▶ [Estratto della pagina]:

La psichiatria è una «pseudo scienza», per Szasz, di cui lo stato terapeutico si serve per privare le persone socialmente o politicamente fastidiose di circolare o di rispondere delle proprie azioni, usando false etichette nosologiche. Quello che stava a cuore a Szasz era difendere la libertà individuale in senso completo, in particolare ogni qualvolta pseudomedici si incaricano per conto delle autorità politiche o giuridiche di stabilire se una persona deve stare rinchiusa in un ospedale, se può abortire o accedere al suicidio medicalmente assistito, se deve o meno prendere droghe o cambiare sesso e se era capace di intendere e volere commettendo un reato, per eventualmente discolparlo.
Il libro di Roberto Festa ha diversi meriti. In primo luogo, rigore e chiarezza. Capitoli e pagine scorrono con una rilassante consequenzialità e l’autore estrae da una bibliografia sterminata (oltre 30 libri e nessuno sa dire quanti articoli o interventi pubblici) tra le migliori gemme della prosa libertaria di Szasz. Nato a Budapest ed emigrato negli Usa nel 1938, assisteva e si opponeva al processo di trasformazione politica della psichiatria e alla messa in funzione delle istituzioni totali, descritte dal sociologo Erwing Goffinann, che costruivano le carriere morali dei malati di mente, li spersonalizzavano ed etichettavano a vita. Per 45 anni Szasz praticò anche psicoterapie sempre «metaforicamente», erano psicoterapie «liberali», cioè basate su una scelta e un accordo economico con la persona che chiedeva aiuto. La terapia della parola doveva servire a far ritrovare l’autonomia personale e l’assunzione di responsabilità.
Istruttivo il capitolo in cui Festa ricostruisce il pensiero di Szasz in merito alle idee che gli altri liberali classici avevano sulle malattie mentali. L’intellettuale ungherese diceva chi aveva fatto i compiti, che aveva cioè capito che la psichiatria è un inganno. Un po’ forse si è accaniva nel caso di alcuni notevoli prodotti intellettuali di Friederich Hayek che si interrogava sui meccanismi cerebrali che generano l’ordine conoscitivo. Szasz era abbagliato da pregiudizi antimaterialisti e antideterministi.

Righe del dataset
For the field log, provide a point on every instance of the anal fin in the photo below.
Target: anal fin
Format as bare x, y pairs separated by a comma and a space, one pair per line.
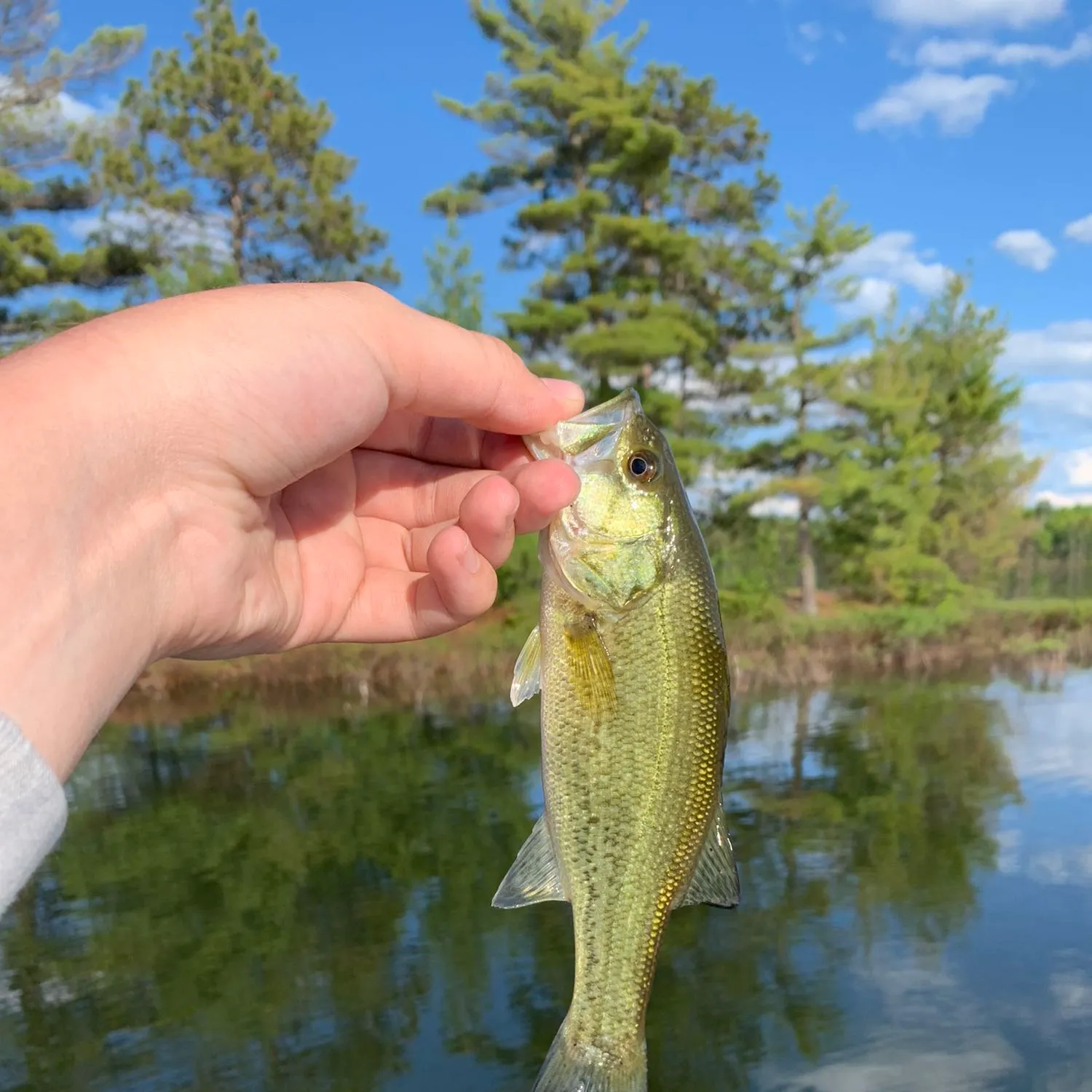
716, 877
534, 876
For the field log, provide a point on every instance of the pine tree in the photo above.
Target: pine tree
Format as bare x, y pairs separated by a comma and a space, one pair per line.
454, 290
930, 491
223, 152
797, 387
39, 119
982, 475
880, 488
635, 181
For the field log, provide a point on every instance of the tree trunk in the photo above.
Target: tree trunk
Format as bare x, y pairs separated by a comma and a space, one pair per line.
807, 563
238, 229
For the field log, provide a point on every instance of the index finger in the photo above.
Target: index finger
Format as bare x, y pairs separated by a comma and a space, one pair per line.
438, 369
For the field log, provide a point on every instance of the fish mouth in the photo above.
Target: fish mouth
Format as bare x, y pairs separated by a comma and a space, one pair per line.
596, 428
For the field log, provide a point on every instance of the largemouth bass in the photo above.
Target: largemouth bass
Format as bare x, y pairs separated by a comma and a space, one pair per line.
630, 659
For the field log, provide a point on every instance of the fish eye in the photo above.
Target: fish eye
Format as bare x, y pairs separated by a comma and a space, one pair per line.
642, 467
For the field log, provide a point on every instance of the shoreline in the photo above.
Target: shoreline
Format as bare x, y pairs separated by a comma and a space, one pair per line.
474, 665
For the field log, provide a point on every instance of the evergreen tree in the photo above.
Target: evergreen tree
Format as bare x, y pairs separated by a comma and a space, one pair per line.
454, 290
225, 153
797, 388
928, 495
39, 119
880, 491
635, 181
982, 475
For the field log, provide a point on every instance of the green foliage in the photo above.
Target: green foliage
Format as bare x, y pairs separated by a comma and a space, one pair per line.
795, 386
454, 290
927, 498
640, 185
37, 129
221, 152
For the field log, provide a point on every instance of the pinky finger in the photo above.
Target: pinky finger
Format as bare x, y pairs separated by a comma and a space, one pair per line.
460, 585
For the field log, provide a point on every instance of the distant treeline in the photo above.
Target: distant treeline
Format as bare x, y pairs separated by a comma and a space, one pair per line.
646, 210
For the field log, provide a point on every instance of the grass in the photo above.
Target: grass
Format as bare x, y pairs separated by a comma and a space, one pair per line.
778, 648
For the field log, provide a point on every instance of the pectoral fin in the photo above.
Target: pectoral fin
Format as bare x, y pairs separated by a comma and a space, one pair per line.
528, 676
590, 670
534, 876
716, 878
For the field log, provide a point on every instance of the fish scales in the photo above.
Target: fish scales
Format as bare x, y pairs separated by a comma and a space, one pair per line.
630, 660
630, 799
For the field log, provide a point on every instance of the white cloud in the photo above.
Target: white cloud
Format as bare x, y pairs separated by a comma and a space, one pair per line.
1015, 13
777, 506
958, 103
1026, 248
1080, 231
1061, 345
890, 259
179, 231
1056, 499
956, 52
873, 297
1079, 467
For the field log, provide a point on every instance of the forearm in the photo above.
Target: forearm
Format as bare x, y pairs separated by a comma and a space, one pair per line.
78, 550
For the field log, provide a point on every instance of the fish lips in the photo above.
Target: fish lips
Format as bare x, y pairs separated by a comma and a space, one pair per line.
591, 436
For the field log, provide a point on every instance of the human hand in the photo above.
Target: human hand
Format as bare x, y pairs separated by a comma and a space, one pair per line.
248, 471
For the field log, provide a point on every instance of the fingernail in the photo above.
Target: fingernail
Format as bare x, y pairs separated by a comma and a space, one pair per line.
469, 558
566, 391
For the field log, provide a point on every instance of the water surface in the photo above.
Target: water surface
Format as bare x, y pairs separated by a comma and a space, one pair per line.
266, 900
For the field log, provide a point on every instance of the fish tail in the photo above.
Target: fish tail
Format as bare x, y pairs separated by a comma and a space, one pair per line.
582, 1067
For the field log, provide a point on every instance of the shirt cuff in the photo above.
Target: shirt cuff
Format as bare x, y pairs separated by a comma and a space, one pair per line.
33, 810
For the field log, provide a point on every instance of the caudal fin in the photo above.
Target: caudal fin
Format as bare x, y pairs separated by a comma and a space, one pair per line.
580, 1067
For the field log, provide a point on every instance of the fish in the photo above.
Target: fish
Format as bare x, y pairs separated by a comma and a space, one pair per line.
630, 661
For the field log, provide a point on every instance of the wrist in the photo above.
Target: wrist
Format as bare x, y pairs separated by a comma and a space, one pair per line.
81, 537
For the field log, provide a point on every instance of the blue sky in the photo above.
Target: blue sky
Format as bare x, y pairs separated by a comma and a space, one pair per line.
956, 129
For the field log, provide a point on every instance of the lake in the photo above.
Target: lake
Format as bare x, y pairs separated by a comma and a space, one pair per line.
264, 899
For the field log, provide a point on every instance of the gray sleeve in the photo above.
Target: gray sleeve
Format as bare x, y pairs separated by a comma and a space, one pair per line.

▶ [Domande da svolgere]:
a. Per ciascuna affermazione indica se concorda con l'estratto su Szasz, rispondendo sì o no e citando fedelmente le parole del testo che lo stabiliscono: (i) Szasz emigrò negli Stati Uniti nel 1938; (ii) Szasz praticò psicoterapie per 30 anni; (iii) le psicoterapie di Szasz si fondavano su una scelta e un accordo economico con la persona che chiedeva aiuto.
b. Prosegui l'estratto su Szasz a partire dalla sua ultima frase.

▶ [Risposte scritte]:
a.
(i) Sì: «Nato a Budapest ed emigrato negli Usa nel 1938».
(ii) No: «Per 45 anni Szasz praticò anche psicoterapie».
(iii) Sì: «cioè basate su una scelta e un accordo economico con la persona che chiedeva aiuto».

b.
La mente, in qualche modo, produce il libero arbitrio. Questo snodo del suo libertarismo metafisico consente a Szasz di affermare che in quanto dotati di libero arbitrio siamo responsabili, e che sul piano politico ne derivano le norme da usare per trattare le persone. Insieme al libero arbitrio i pilastri del libertarismo sono i principi di non aggressione e di autoproprietà. Szasz plaude a John Stuart Mill quando in On Liberty scriveva «su sé stesso, sul proprio corpo e sulla propria mente l’individuo è sovrano». Noi sia siamo proprietari di noi stessi e di noi possiamo fare quello che vogliamo. Szasz era favorevole all’aborto, all’uso delle droghe, al cambio di sesso e al suicidio. A condizione che non passassero attraverso un giudizio medico. Per cui era contrario al suicidio medicalmente assistito, perché nel caso spetta a un medico decidere chi ha diritto o meno a ricorrevi.
Le tesi di Szasz hanno influenzato il dibattito bioetico sul «principio di autonomia» e una vasta corrente di studi sul ruolo dei criteri normativi e culturali a monte delle definizioni di salute e malattia. Sebbene negasse alcun fondamento medico alla psichiatria, considerava i contesti sociali, familiari e culturali importanti nel determinare il comportamento e le scelte disfunzionali delle persone. Tuttavia, i traumi passati o il contesto di vita non cambiano il fatto che in ragione del libero arbitrio l’individuo è un agente autonomo.